=== Task description ===
Your task is to count the lines of the entries below that include the word "photo" and to give only the resulting number.

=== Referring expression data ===
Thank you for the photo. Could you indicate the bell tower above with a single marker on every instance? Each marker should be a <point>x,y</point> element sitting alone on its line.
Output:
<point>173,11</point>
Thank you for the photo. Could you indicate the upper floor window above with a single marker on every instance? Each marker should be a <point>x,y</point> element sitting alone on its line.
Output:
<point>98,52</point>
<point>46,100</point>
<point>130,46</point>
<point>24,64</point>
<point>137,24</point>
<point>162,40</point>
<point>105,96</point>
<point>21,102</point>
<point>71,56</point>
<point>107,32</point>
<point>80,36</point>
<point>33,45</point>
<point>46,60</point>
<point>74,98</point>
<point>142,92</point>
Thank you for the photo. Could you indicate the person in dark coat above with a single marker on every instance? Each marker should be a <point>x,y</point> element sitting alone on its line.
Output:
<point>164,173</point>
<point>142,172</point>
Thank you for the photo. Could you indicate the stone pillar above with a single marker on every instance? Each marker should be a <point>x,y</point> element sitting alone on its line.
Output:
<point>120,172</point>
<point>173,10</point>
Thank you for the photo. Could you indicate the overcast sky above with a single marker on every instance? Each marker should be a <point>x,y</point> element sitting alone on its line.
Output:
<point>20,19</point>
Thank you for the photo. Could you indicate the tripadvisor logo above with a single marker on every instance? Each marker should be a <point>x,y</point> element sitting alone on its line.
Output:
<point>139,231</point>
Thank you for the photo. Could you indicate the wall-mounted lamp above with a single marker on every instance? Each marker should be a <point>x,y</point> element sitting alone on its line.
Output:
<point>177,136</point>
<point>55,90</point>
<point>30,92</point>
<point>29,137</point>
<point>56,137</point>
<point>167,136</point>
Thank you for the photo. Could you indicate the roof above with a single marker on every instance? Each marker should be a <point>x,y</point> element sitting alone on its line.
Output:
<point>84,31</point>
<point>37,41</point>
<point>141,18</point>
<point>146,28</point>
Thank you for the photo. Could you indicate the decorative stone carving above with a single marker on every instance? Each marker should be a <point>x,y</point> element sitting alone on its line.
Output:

=== Answer space ===
9